> _GIVEN RECORDS_
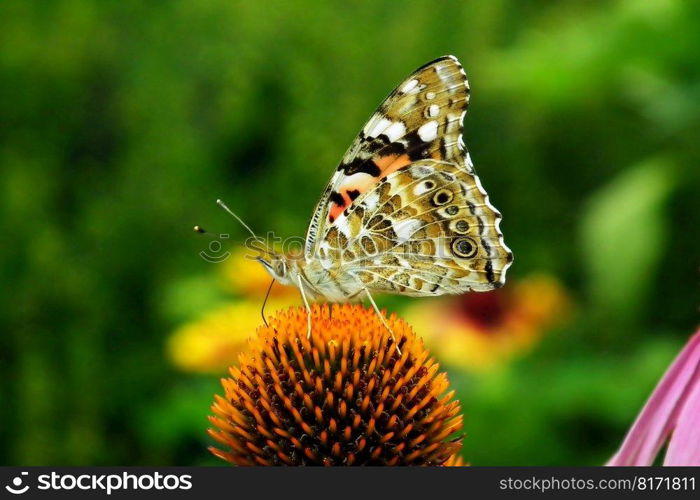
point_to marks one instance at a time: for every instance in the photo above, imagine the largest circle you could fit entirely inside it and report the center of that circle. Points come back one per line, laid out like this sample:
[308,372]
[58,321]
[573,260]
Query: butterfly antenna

> _WHAT IS NEEDED_
Nothing but the records above, retyped exactly and stripped of images, should appear in the answer.

> _THE COMPLETED TASK_
point_to marks one instance at a time: for every instance in the photo above, imagine the largest circle you could fit entirely inside it and report the center of that circle. Points come back one per line, laid out like this sample:
[308,372]
[58,321]
[573,260]
Query: butterfly antenna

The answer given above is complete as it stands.